**EXCERPT TO READ**
══════════

The SFEN awarded its Technological Innovation Prize on June 23, 2016 to Onet Technologies and the CEA for remotely operated laser cutting, developed at CEA Saclay and Marcoule, implemented by Onet Technologies on a sanitation site in the CEA Marcoule. An innovation, hailed by the WNE, which could also be retained for cutting debris from molten fuel in the damaged reactors of Fukushima Dai-ichi.
Remote-operated laser cutting, developed by the CEA and implemented by Onet Technologies, is particularly well suited to very thick cutting operations in hostile environments. Indeed, it is easily controlled remotely, has a large positioning tolerance for cutting heterogeneous layers of materials and generates less aerosols than most other available techniques. Implemented by Onet Technologies for a world first in december 2015, remotely operated laser cutting demonstrated all its performance within the framework of the current project to dismantle the MAR200 dissolvers, within the used fuel processing plant at the CEA site in Marcoule. This dismantling method, also recognized through a nomination at the WNE Awards, received the Technological Innovation Prize from the SFEN on June 23.
A major challenge: adapting current technology to the constraints of Fukushima Dai-ichi
This prize also rewards a promising technology that could be retained for cutting the debris from molten fuel in the damaged reactors of Fukushima Dai-ichi, a project in which Onet Technologies and the CEA have been actively involved since 2014. The current project consists of adapting this existing technology and robust to the very specific constraints of damaged reactors. The removal of fuel debris from reactor cores will be an essential step in this dismantling program.

══════════

**EXERCISE**
Continue the article on remotely operated laser cutting at Marcoule and Fukushima Dai-ichi, starting after its final sentence about removing fuel debris from reactor cores.

══════════

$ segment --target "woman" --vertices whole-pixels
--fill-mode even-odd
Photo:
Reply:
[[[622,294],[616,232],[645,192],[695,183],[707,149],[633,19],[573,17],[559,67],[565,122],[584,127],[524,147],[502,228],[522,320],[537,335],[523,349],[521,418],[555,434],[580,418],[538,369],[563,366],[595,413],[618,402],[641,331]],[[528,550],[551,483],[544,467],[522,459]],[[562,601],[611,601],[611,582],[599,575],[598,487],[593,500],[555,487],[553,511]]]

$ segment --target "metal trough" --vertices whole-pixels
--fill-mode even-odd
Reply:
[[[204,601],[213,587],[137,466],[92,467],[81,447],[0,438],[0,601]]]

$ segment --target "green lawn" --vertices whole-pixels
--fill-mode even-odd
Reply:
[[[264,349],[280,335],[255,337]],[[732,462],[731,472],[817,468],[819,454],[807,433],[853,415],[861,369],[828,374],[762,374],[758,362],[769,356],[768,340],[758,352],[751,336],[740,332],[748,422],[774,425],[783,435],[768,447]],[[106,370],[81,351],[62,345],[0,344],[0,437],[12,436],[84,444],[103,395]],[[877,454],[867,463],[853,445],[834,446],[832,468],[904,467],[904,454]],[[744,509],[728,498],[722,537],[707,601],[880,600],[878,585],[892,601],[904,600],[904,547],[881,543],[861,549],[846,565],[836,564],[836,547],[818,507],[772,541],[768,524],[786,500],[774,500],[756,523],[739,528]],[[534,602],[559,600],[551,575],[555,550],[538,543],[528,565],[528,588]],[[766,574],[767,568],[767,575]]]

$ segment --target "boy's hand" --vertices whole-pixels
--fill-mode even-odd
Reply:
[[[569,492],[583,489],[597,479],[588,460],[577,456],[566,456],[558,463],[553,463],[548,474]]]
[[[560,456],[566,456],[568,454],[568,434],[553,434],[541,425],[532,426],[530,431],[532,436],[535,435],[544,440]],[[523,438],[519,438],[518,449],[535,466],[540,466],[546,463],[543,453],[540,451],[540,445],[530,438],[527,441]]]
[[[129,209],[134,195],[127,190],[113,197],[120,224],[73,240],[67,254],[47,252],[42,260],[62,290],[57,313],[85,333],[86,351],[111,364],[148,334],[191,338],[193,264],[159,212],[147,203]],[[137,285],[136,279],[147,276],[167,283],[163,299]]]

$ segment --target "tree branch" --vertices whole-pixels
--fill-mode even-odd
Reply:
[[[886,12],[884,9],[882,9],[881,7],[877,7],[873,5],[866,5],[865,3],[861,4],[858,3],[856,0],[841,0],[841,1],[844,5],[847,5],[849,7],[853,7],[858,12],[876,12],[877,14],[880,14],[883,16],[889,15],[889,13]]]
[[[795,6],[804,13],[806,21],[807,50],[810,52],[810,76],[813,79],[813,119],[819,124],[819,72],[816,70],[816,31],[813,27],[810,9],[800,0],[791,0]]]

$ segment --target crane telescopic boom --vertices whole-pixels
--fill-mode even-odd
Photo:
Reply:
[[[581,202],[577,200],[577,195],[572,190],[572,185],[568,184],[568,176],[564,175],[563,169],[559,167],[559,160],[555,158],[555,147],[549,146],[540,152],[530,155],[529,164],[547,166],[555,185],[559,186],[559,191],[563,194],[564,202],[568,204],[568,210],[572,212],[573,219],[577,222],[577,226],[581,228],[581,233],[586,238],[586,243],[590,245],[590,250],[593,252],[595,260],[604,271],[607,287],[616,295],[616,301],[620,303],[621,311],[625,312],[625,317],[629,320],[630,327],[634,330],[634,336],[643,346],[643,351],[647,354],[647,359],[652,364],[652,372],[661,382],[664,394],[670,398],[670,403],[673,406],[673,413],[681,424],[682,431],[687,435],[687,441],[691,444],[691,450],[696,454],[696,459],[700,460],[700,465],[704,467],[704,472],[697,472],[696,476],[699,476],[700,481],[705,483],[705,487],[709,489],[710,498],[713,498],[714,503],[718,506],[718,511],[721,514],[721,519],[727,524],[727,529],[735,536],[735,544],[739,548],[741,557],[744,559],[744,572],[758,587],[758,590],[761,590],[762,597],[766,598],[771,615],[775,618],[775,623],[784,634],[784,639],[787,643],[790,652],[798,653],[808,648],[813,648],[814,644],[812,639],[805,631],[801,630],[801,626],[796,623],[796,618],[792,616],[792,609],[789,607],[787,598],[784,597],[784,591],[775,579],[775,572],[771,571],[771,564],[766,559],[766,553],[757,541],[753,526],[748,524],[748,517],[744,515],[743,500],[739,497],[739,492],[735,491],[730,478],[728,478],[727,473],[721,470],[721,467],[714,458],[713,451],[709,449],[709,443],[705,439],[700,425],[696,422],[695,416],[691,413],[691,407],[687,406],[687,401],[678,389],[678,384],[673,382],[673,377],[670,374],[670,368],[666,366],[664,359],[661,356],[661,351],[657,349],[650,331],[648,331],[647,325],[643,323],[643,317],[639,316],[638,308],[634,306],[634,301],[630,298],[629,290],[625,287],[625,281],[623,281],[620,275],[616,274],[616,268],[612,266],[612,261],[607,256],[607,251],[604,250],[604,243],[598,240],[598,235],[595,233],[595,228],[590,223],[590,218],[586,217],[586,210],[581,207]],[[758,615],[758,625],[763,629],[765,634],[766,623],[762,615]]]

══════════

**OUTPUT**
The combination of high-level expertise and industrial reality
The implementation of remotely operated cutting requires in-depth knowledge in several fields, provided by the CEA and IRSN laboratories. CEA Cadarache studies in particular the fuel debris resulting from the melting of a nuclear reactor, and manufactures non-radioactive simulants, intended for the cutting tests associated with this project. IRSN, for its part, is working on the composition of the aerosols generated by cutting. The combination of the industrial experience provided by Onet Technologies, which has demonstrated its know-how through its involvement in high-activity decommissioning sites in France, and the expertise of the CEA are the essential keys to ensure the deployment of this type of complex technology, in an international context.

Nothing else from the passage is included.